[WORK REQUIRED]:
Locate each line in the entries below that contains the word "asphalt" and copy it out in full. Case counts, so only matches with the same capitalization qualify.
_____
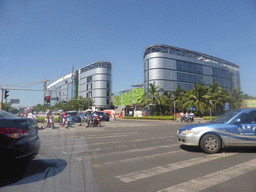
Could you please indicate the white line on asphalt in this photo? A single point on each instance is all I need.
(210, 180)
(132, 160)
(46, 135)
(170, 167)
(130, 141)
(63, 139)
(134, 150)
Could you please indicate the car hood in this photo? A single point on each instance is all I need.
(206, 125)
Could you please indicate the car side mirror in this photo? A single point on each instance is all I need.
(236, 121)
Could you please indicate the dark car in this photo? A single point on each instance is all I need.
(101, 115)
(234, 128)
(83, 116)
(106, 117)
(75, 116)
(19, 140)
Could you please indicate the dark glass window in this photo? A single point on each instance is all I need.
(198, 69)
(89, 95)
(181, 65)
(89, 86)
(89, 79)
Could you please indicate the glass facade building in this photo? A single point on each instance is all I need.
(92, 81)
(169, 67)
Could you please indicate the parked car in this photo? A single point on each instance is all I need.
(234, 128)
(83, 116)
(101, 115)
(19, 140)
(75, 116)
(106, 117)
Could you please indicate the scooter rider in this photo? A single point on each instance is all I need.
(191, 115)
(64, 117)
(89, 118)
(47, 116)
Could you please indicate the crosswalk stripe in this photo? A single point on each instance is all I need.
(133, 150)
(210, 180)
(170, 167)
(131, 160)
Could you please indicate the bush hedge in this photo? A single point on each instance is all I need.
(42, 119)
(152, 117)
(209, 118)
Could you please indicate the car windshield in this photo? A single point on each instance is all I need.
(226, 116)
(4, 114)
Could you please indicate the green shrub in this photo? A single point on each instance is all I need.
(152, 117)
(42, 119)
(209, 118)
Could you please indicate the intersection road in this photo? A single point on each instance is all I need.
(130, 155)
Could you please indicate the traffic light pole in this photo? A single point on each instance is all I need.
(2, 94)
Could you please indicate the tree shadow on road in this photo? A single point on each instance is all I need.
(34, 171)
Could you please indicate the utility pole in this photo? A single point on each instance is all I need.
(174, 108)
(72, 77)
(2, 94)
(45, 81)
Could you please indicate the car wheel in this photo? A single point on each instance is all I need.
(210, 143)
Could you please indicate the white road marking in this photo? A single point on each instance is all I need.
(134, 176)
(132, 160)
(210, 180)
(130, 141)
(133, 150)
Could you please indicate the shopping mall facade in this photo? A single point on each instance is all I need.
(92, 81)
(169, 67)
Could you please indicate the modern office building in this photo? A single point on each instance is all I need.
(92, 81)
(169, 67)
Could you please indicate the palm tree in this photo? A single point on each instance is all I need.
(151, 97)
(236, 99)
(195, 98)
(178, 97)
(216, 97)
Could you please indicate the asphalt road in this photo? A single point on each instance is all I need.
(130, 155)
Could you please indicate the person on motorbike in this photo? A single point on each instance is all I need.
(191, 115)
(181, 116)
(47, 116)
(96, 119)
(32, 115)
(64, 117)
(60, 118)
(89, 119)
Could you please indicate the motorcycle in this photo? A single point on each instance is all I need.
(69, 121)
(96, 121)
(51, 122)
(189, 119)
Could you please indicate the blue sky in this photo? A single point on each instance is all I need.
(44, 38)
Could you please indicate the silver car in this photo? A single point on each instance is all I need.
(234, 128)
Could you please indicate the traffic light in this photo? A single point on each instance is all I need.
(6, 94)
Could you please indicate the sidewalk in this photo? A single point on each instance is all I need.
(196, 120)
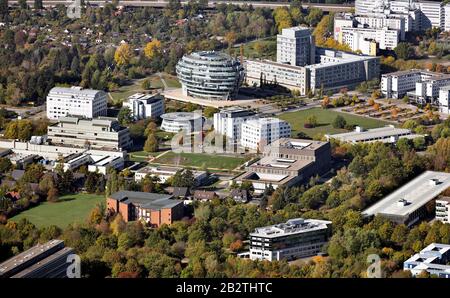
_____
[SOLUTION BELOW]:
Could you please indicate the white line on asphalt in this photo? A single point on each instance is all I need.
Could you please indicate the asphalt road in this photo? A single point on each instance is all I need.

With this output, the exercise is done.